How to complete this task
Would you print the records below word for word, without the pictures?

[Saved data entries]
[Start of Attachment]

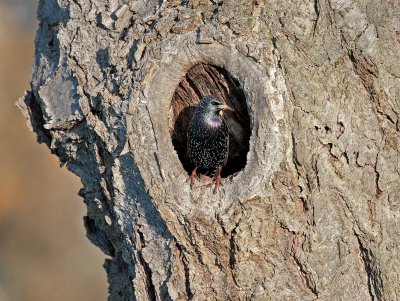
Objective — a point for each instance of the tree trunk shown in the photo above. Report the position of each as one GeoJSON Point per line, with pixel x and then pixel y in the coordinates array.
{"type": "Point", "coordinates": [309, 207]}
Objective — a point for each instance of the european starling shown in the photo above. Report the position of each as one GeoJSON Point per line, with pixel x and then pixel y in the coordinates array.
{"type": "Point", "coordinates": [208, 138]}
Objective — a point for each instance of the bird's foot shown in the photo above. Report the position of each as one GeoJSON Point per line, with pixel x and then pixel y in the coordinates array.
{"type": "Point", "coordinates": [217, 180]}
{"type": "Point", "coordinates": [217, 183]}
{"type": "Point", "coordinates": [192, 177]}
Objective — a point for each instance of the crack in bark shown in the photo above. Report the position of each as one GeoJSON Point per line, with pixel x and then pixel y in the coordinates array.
{"type": "Point", "coordinates": [185, 264]}
{"type": "Point", "coordinates": [372, 270]}
{"type": "Point", "coordinates": [317, 11]}
{"type": "Point", "coordinates": [151, 291]}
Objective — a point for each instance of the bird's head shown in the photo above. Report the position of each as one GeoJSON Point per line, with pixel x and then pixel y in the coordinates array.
{"type": "Point", "coordinates": [212, 105]}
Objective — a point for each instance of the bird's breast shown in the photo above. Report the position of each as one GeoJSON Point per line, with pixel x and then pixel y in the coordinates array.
{"type": "Point", "coordinates": [212, 122]}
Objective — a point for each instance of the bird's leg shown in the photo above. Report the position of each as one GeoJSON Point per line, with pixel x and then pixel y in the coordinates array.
{"type": "Point", "coordinates": [193, 176]}
{"type": "Point", "coordinates": [218, 179]}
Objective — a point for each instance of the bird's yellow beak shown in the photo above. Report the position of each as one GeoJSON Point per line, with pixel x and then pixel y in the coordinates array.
{"type": "Point", "coordinates": [225, 107]}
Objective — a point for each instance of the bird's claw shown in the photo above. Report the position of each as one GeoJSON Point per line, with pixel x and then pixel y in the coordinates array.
{"type": "Point", "coordinates": [217, 183]}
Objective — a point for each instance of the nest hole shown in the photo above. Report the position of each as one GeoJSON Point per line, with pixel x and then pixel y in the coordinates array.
{"type": "Point", "coordinates": [203, 80]}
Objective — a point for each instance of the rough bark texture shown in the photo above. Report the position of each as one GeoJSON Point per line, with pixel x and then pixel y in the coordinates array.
{"type": "Point", "coordinates": [314, 214]}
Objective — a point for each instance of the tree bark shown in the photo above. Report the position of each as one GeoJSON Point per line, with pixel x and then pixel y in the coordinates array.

[End of Attachment]

Reply to the exercise
Objective — a point for each instance of the tree trunk shown in the photo above. Report the position of each as one GeoJSON Point per line, with pixel x and then pixel y in the coordinates array.
{"type": "Point", "coordinates": [309, 207]}
Objective — a point for each instance of the european starling shown in the photo above. Report the position of each as one GeoJSON Point per line, with pixel x and then pixel y in the coordinates array.
{"type": "Point", "coordinates": [208, 138]}
Objective — a point for each instance of the bird's foot shown in the photo above. Report the position of each as one GeoJSON Point per line, with pixel x and then pixel y in the coordinates array.
{"type": "Point", "coordinates": [217, 180]}
{"type": "Point", "coordinates": [217, 183]}
{"type": "Point", "coordinates": [192, 177]}
Objective — a point for each instance of the crack in bark shown in the photo above. Report the position of each as one GeoJSON Point per line, with pixel x and then pixel y in the coordinates array.
{"type": "Point", "coordinates": [185, 264]}
{"type": "Point", "coordinates": [372, 270]}
{"type": "Point", "coordinates": [317, 11]}
{"type": "Point", "coordinates": [151, 291]}
Objective — a point for each instance of the bird's head shown in the photo above. Report the position of each as one GeoJSON Point per line, with pixel x and then pixel y in the coordinates array.
{"type": "Point", "coordinates": [212, 105]}
Objective — a point for each instance of the bird's breast shown in the photo above. Report the position of each as one GeoJSON Point per line, with pixel x and then pixel y in the coordinates array.
{"type": "Point", "coordinates": [212, 122]}
Objective — a point for each instance of the bird's leg shown in the photo above. Report the position of each as one GeoJSON Point per line, with pixel x and then pixel y in the coordinates array.
{"type": "Point", "coordinates": [193, 176]}
{"type": "Point", "coordinates": [218, 179]}
Objective — a point for each instance of the bird's yellow beak shown in the photo above. Report the position of each as one GeoJSON Point per line, with pixel x and then pixel y in the coordinates array.
{"type": "Point", "coordinates": [225, 107]}
Objective — a point for each instance of the bird's claw shown in the photo above. Report the position of each as one GeoJSON Point per line, with pixel x and then pixel y in the coordinates array.
{"type": "Point", "coordinates": [217, 183]}
Objective — a point for each instance of the nest hole shown in the photo above. Report the position of each as one GeoJSON Point per line, with pixel x and then pixel y in the coordinates array.
{"type": "Point", "coordinates": [203, 80]}
Objective — a point for each instance of the rough bark texture shown in the photo above. Report the position of each as one GeoJSON Point per line, with pixel x and then pixel y in the coordinates array.
{"type": "Point", "coordinates": [314, 214]}
Objective — a point for each instance of the tree bark shown in the photo above. Report the position of each as one GeoJSON Point per line, with pixel x and then pixel y in the coordinates array.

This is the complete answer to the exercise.